[Dataset entries]
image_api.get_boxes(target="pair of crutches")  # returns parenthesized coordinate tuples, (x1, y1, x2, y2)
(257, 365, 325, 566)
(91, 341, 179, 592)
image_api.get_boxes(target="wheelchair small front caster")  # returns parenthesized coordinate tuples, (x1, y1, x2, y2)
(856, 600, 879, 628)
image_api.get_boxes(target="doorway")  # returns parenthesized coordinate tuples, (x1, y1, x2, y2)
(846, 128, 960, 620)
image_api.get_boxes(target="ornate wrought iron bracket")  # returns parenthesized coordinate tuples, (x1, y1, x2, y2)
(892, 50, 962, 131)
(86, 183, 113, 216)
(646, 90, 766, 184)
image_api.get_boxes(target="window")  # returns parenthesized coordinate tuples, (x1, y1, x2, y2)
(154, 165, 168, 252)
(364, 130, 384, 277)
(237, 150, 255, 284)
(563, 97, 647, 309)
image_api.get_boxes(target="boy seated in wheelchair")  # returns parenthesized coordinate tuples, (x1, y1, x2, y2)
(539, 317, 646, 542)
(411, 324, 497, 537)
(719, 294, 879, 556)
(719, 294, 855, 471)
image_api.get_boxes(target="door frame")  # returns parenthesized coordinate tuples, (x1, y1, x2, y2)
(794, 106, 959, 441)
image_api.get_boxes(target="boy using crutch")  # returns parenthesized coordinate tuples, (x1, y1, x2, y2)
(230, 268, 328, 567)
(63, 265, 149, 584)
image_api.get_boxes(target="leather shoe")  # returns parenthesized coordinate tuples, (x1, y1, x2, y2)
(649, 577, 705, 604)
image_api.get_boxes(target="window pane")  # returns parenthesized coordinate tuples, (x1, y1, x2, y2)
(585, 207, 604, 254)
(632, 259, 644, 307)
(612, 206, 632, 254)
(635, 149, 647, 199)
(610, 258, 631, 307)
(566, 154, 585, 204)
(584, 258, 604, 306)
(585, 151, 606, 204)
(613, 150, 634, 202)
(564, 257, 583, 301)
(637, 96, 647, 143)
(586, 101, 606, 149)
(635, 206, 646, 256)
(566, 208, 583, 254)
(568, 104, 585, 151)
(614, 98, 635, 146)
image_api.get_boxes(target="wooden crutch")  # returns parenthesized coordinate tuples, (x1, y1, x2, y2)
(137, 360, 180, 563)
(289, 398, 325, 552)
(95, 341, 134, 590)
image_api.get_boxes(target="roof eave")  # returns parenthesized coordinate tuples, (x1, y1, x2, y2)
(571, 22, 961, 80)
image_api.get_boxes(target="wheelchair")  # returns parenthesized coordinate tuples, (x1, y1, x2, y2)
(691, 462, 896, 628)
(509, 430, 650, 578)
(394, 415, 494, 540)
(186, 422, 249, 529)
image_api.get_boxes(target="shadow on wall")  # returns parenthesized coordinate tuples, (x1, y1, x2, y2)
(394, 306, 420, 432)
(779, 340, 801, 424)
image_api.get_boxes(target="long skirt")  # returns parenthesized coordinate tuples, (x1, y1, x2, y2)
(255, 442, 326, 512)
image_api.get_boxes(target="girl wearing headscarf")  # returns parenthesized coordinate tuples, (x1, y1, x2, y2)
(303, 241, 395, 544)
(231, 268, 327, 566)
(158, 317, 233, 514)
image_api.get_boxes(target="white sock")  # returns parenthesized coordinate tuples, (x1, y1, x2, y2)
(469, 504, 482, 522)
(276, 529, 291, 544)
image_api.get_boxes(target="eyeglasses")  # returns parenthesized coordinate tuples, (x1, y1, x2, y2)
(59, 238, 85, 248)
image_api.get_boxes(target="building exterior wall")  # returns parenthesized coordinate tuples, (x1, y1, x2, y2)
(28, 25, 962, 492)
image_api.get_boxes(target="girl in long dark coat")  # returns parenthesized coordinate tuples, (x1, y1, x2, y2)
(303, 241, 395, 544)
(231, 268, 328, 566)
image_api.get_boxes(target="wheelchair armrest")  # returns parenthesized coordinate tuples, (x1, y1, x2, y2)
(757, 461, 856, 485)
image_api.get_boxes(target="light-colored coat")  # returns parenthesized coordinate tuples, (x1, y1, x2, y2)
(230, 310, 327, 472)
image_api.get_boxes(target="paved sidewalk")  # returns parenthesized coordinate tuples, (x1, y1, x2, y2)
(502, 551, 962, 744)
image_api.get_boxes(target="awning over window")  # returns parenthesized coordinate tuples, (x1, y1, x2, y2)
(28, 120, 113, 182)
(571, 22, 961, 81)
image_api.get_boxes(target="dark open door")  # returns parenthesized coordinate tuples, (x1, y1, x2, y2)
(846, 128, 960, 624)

● **Task item**
Copy down every record, keeping each one exact.

● **Response to this task**
image_api.get_boxes(target="pair of crutches")  # returns parenthesized coordinate tuples, (x1, y1, x2, y2)
(257, 365, 325, 566)
(91, 341, 179, 592)
image_api.get_boxes(target="wheelchair small front caster")  # returns parenthesized coordinate tuples, (x1, y1, x2, y2)
(856, 600, 879, 628)
image_api.get_boxes(target="doorway")  # returns parenthesized coordinate tuples, (x1, y1, x2, y2)
(846, 128, 960, 620)
image_api.get_boxes(target="ornate wrought iron bracket")  # returns parenthesized coordinate tuples, (x1, y1, x2, y2)
(892, 50, 962, 131)
(86, 183, 113, 216)
(646, 90, 766, 184)
image_api.get_boxes(target="window")  # returns parenthesized coordinate tuples, (x1, y1, x2, y2)
(154, 165, 168, 252)
(364, 130, 384, 277)
(237, 150, 255, 284)
(563, 97, 647, 309)
image_api.get_boxes(target="boy seated in wheelchair")  # returns parenthesized coordinate tuples, (x1, y1, x2, y2)
(539, 317, 646, 542)
(411, 324, 497, 537)
(719, 294, 879, 556)
(719, 294, 855, 471)
image_api.get_boxes(target="door frame")  # returns parenthesized coordinate tuples, (x1, y1, x2, y2)
(794, 106, 959, 441)
image_api.get_boxes(target="boy using crutch")  # returns parenthesized coordinate tuples, (x1, y1, x2, y2)
(230, 268, 328, 567)
(63, 265, 149, 584)
image_api.get_boxes(target="leather shoe")  # returns parenthesized coordinate tuples, (x1, y1, x2, y2)
(649, 577, 705, 604)
image_api.get_boxes(target="window pane")  # returns parenthesized coordinate tuples, (x1, y1, x2, y2)
(585, 207, 604, 254)
(632, 259, 644, 307)
(612, 206, 632, 254)
(635, 149, 647, 199)
(610, 258, 631, 307)
(566, 154, 585, 204)
(584, 258, 604, 306)
(585, 151, 606, 204)
(613, 150, 634, 202)
(564, 257, 583, 301)
(637, 96, 647, 143)
(586, 101, 606, 149)
(635, 206, 646, 256)
(566, 208, 583, 254)
(568, 104, 585, 151)
(614, 98, 635, 146)
image_api.get_boxes(target="wooden crutch")  # returns parenthesized coordinate tuples, (x1, y1, x2, y2)
(137, 360, 180, 563)
(289, 398, 325, 552)
(95, 341, 134, 590)
image_api.get_boxes(target="roof eave")  # returns parenthesized coordinate tuples, (x1, y1, x2, y2)
(571, 22, 961, 80)
image_api.get_boxes(target="wheelchair")  # returns parenthesized coordinate tuples, (x1, y1, x2, y2)
(691, 462, 896, 628)
(509, 430, 650, 578)
(394, 415, 494, 540)
(186, 422, 249, 529)
image_api.get_boxes(target="shadow on wall")  # returns parenthesized coordinate tuples, (x1, y1, x2, y2)
(394, 306, 420, 432)
(779, 340, 801, 424)
image_api.get_boxes(target="long skirt")  # returns parenthesized coordinate tuples, (x1, y1, x2, y2)
(255, 442, 326, 512)
image_api.get_boxes(target="girl wearing headscarf")  # returns parenthesized coordinate tuples, (x1, y1, x2, y2)
(303, 241, 395, 544)
(231, 268, 327, 566)
(158, 317, 233, 514)
image_api.get_boxes(target="white sock")  # returns parenthesized coordinate tuples, (x1, y1, x2, y2)
(469, 504, 482, 522)
(276, 529, 291, 544)
image_api.get_boxes(target="eyeglasses")  # returns parenthesized coordinate tuples, (x1, y1, x2, y2)
(59, 238, 85, 248)
image_api.get_boxes(target="building exterior wall")  # returns parenthesized coordinate tuples, (x1, y1, x2, y2)
(28, 25, 962, 492)
image_api.get_boxes(target="girl in long dark coat")  # returns parenthesized coordinate tuples, (x1, y1, x2, y2)
(303, 241, 395, 544)
(231, 268, 328, 566)
image_api.get_boxes(target="wheelchair armrest")  # returns parenthesized coordinate tuples, (x1, y1, x2, y2)
(757, 461, 856, 485)
image_api.get_boxes(target="light-colored coat")  # returns parenthesized coordinate tuples, (x1, y1, x2, y2)
(230, 310, 327, 472)
image_api.get_boxes(target="paved sidewalk")  # returns parenthesized coordinate tuples, (x1, y1, x2, y2)
(502, 551, 962, 744)
image_api.get_boxes(target="awning over window")  # returns parenthesized coordinate tuples, (x1, y1, x2, y2)
(28, 120, 113, 182)
(571, 22, 961, 81)
image_api.get_boxes(target="dark open door")  # returns parenthesized coordinate tuples, (x1, y1, x2, y2)
(846, 128, 960, 624)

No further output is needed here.